• [Work to do]
Count the lines below that contain the string "wall", matching case exactly, and reply with only that number.

• [Working data]
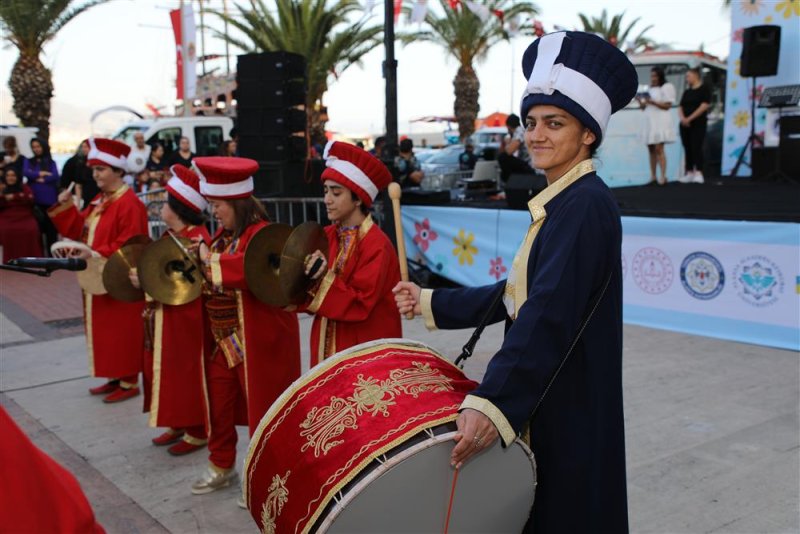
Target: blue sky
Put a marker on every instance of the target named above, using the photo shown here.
(122, 53)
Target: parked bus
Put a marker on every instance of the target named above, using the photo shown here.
(623, 159)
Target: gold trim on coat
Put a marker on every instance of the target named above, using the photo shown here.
(158, 346)
(87, 301)
(426, 303)
(517, 283)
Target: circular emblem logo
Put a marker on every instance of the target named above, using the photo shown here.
(758, 281)
(652, 270)
(624, 267)
(702, 275)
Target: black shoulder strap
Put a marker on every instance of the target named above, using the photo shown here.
(592, 309)
(469, 348)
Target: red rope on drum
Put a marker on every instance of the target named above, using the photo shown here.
(450, 504)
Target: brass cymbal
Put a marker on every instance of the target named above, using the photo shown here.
(304, 240)
(115, 273)
(167, 275)
(91, 279)
(262, 263)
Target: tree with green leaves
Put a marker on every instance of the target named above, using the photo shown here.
(611, 31)
(29, 25)
(332, 35)
(468, 38)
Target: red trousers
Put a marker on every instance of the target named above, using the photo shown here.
(227, 407)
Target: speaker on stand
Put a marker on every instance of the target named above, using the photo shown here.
(271, 121)
(760, 53)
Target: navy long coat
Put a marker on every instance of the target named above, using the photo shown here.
(577, 435)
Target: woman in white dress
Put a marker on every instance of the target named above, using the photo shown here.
(658, 127)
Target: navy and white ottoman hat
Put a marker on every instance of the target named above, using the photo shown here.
(580, 73)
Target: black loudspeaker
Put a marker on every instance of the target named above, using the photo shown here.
(520, 188)
(288, 179)
(270, 66)
(790, 146)
(271, 117)
(252, 121)
(761, 47)
(270, 93)
(272, 147)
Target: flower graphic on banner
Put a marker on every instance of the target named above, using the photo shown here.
(497, 268)
(440, 264)
(759, 90)
(789, 7)
(464, 250)
(424, 235)
(751, 7)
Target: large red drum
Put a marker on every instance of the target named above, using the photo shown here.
(362, 444)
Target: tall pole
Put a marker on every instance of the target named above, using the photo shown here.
(227, 49)
(390, 74)
(202, 37)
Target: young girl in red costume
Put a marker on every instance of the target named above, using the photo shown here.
(173, 357)
(256, 347)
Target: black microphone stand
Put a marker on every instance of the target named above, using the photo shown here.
(44, 271)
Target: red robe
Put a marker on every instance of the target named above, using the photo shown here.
(19, 231)
(354, 304)
(39, 495)
(114, 334)
(173, 368)
(271, 343)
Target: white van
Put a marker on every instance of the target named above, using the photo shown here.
(205, 133)
(23, 136)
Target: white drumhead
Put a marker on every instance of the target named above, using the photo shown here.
(410, 492)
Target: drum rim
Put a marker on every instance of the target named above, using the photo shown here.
(314, 373)
(398, 458)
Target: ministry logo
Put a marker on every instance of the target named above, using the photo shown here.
(758, 281)
(652, 270)
(702, 275)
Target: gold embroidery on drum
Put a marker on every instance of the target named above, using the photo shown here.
(273, 505)
(323, 425)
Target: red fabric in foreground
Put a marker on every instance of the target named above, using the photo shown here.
(38, 494)
(333, 422)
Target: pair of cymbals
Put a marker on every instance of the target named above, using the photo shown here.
(168, 273)
(274, 262)
(115, 276)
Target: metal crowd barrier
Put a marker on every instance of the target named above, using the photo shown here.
(290, 210)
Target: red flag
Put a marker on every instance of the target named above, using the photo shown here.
(175, 17)
(398, 7)
(499, 14)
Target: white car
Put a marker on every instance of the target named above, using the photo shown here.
(23, 136)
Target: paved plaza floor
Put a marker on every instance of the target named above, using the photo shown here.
(713, 443)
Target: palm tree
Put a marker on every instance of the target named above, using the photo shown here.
(320, 30)
(29, 25)
(468, 39)
(612, 31)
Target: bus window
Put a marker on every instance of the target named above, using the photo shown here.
(169, 138)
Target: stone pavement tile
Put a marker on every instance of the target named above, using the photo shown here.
(23, 366)
(48, 299)
(113, 509)
(10, 332)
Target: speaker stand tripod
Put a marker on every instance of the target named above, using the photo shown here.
(752, 139)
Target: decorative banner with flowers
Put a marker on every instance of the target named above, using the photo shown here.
(736, 280)
(746, 13)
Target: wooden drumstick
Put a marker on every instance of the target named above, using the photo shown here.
(395, 193)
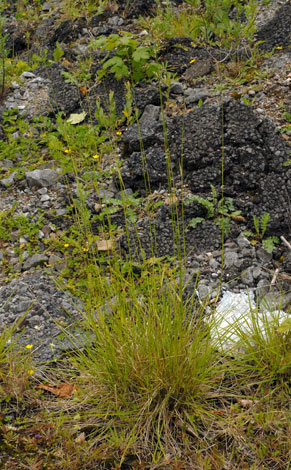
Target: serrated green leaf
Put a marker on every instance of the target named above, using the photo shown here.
(141, 53)
(76, 118)
(285, 326)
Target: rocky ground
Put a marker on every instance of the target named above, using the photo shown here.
(243, 123)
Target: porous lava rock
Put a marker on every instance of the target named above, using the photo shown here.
(277, 32)
(228, 136)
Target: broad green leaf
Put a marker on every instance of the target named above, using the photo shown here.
(76, 118)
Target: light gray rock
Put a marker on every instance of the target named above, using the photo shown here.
(231, 258)
(57, 262)
(42, 178)
(5, 182)
(34, 260)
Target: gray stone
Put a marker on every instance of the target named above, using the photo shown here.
(27, 75)
(23, 305)
(42, 178)
(34, 260)
(177, 88)
(199, 68)
(263, 255)
(193, 95)
(57, 262)
(9, 180)
(231, 259)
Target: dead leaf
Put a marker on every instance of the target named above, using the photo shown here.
(238, 218)
(247, 403)
(81, 438)
(62, 390)
(77, 118)
(105, 245)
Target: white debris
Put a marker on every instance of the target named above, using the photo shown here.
(239, 313)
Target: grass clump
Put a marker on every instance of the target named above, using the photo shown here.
(146, 367)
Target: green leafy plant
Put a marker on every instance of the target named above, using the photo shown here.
(260, 229)
(221, 211)
(126, 57)
(58, 52)
(3, 54)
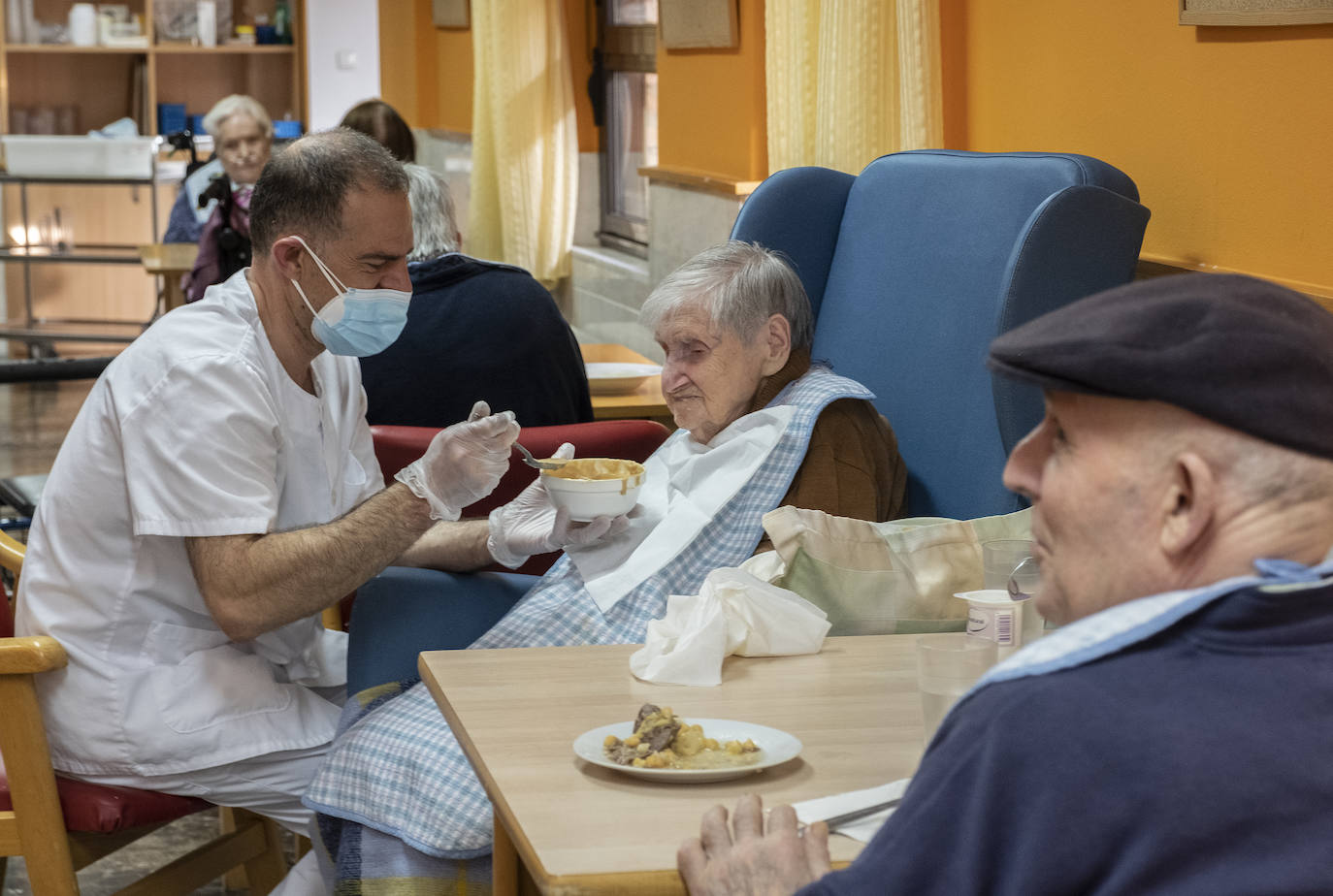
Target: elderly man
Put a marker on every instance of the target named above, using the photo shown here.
(476, 330)
(219, 488)
(760, 427)
(1173, 736)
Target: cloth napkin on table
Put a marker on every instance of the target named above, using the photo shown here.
(733, 612)
(826, 807)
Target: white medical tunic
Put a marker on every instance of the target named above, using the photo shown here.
(195, 430)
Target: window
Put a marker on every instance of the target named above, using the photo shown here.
(626, 67)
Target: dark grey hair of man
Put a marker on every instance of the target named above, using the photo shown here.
(435, 230)
(738, 285)
(303, 188)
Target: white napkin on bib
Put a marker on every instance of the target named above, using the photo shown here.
(733, 612)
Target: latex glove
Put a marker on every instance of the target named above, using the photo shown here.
(463, 463)
(531, 525)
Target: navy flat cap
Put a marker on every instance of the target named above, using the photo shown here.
(1243, 352)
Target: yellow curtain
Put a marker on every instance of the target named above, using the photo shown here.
(524, 139)
(849, 80)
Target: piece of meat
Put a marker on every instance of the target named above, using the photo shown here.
(644, 711)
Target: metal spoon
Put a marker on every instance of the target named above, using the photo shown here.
(1026, 567)
(540, 464)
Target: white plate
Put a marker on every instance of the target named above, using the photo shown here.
(615, 377)
(776, 747)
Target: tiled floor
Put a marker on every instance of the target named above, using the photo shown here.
(34, 420)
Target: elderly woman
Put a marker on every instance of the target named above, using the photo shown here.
(478, 328)
(760, 426)
(243, 136)
(380, 120)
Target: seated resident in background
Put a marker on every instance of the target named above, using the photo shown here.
(380, 120)
(766, 427)
(1173, 736)
(219, 488)
(188, 212)
(476, 331)
(243, 136)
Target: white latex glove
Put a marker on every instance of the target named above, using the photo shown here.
(463, 463)
(531, 525)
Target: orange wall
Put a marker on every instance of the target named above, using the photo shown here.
(711, 104)
(425, 72)
(1226, 131)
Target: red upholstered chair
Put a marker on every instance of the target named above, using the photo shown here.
(59, 824)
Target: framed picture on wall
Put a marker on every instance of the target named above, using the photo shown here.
(699, 24)
(449, 14)
(1254, 13)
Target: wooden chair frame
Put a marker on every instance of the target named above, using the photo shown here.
(35, 828)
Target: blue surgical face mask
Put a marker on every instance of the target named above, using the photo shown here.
(356, 322)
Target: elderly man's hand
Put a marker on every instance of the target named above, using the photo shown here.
(531, 525)
(753, 861)
(463, 463)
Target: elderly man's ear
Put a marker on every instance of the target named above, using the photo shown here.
(285, 255)
(777, 340)
(1187, 505)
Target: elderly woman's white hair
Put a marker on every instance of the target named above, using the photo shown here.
(435, 231)
(740, 285)
(238, 104)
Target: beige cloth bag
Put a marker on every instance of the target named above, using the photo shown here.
(886, 578)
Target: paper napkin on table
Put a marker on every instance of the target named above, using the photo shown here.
(733, 612)
(826, 807)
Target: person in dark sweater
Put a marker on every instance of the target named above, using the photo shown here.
(1173, 736)
(476, 331)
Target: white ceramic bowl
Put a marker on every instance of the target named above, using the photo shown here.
(592, 487)
(617, 377)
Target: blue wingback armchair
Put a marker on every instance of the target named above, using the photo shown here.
(919, 262)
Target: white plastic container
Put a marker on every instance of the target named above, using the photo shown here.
(82, 24)
(207, 17)
(45, 156)
(994, 616)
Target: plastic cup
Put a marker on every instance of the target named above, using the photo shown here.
(998, 560)
(947, 665)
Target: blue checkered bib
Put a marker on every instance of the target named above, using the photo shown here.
(399, 768)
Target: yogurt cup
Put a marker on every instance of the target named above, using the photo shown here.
(994, 616)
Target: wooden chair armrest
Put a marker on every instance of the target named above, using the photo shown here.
(29, 655)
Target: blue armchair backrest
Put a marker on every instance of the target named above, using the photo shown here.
(919, 262)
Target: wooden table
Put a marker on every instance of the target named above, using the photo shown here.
(171, 262)
(644, 401)
(574, 827)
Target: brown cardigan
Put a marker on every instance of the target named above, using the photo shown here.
(852, 465)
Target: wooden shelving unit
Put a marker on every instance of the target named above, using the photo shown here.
(92, 87)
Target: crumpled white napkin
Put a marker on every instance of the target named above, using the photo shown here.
(733, 612)
(826, 807)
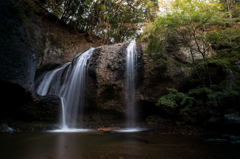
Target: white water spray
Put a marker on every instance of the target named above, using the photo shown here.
(131, 62)
(68, 82)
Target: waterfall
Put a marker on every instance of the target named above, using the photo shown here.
(68, 82)
(131, 62)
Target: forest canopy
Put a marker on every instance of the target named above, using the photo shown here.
(112, 20)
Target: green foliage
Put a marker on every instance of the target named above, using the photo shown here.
(114, 20)
(176, 99)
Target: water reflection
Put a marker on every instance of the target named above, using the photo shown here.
(96, 144)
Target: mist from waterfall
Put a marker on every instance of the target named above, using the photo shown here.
(131, 62)
(68, 82)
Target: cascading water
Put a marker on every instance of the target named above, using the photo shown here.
(131, 62)
(68, 83)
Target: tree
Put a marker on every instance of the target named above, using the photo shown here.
(114, 20)
(200, 26)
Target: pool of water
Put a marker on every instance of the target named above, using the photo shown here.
(98, 145)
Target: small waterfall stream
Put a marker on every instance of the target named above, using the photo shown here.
(68, 82)
(131, 62)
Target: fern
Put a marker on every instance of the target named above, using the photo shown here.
(175, 99)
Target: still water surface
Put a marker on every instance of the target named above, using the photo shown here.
(99, 145)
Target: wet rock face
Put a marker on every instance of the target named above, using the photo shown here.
(17, 57)
(106, 91)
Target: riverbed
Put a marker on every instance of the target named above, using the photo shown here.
(95, 144)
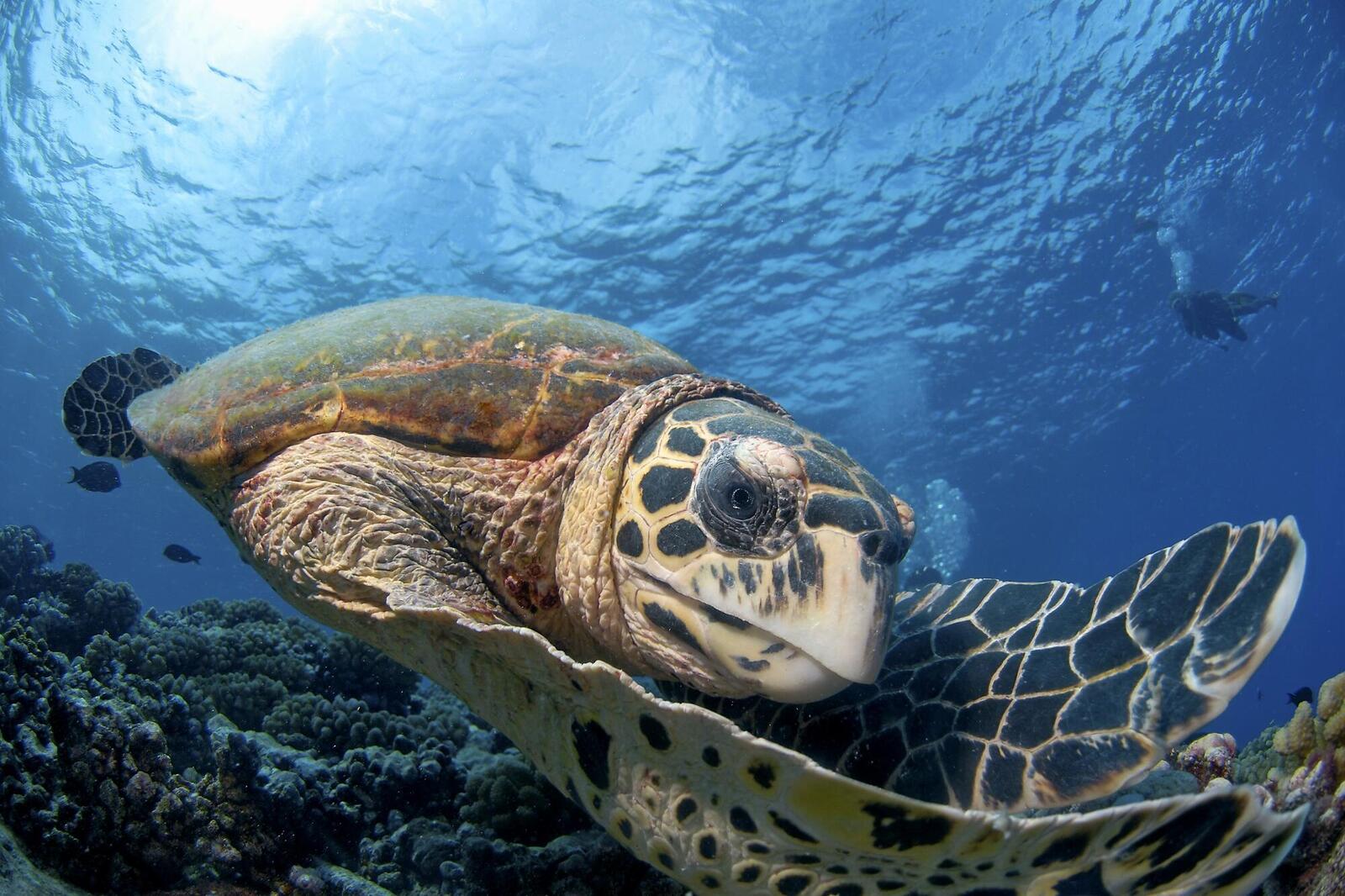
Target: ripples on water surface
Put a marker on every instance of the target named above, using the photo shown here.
(942, 233)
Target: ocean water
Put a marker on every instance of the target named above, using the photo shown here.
(942, 235)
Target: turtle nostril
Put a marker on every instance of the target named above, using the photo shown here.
(883, 546)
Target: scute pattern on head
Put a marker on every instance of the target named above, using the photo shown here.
(724, 811)
(755, 556)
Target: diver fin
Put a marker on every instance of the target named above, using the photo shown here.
(94, 407)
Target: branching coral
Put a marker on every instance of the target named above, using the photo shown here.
(229, 747)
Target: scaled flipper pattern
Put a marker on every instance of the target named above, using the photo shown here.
(94, 405)
(728, 813)
(1012, 696)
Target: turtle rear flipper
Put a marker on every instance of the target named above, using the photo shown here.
(1036, 694)
(94, 408)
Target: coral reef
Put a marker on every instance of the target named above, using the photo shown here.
(1208, 757)
(232, 748)
(1300, 764)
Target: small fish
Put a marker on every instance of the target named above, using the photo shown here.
(181, 555)
(98, 477)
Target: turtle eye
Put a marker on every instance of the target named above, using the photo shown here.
(741, 509)
(741, 501)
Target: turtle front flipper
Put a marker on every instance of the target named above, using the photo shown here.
(94, 407)
(1013, 696)
(728, 813)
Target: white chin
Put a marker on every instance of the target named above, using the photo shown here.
(800, 681)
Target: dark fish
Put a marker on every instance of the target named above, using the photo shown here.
(181, 555)
(98, 477)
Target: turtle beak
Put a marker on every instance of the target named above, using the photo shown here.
(829, 599)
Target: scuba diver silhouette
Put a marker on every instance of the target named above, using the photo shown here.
(1208, 314)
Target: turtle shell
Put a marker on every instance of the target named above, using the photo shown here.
(466, 377)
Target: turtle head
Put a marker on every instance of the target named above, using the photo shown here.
(753, 556)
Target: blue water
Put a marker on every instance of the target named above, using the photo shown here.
(943, 235)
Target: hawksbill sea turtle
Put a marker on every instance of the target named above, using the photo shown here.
(531, 508)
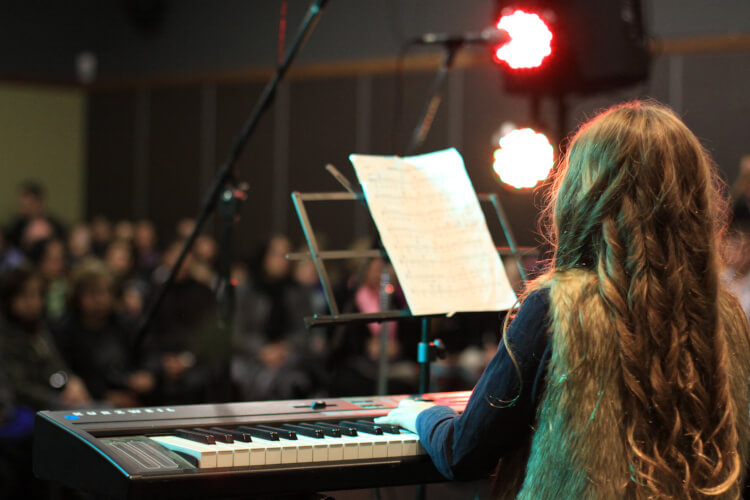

• [Answer in full]
2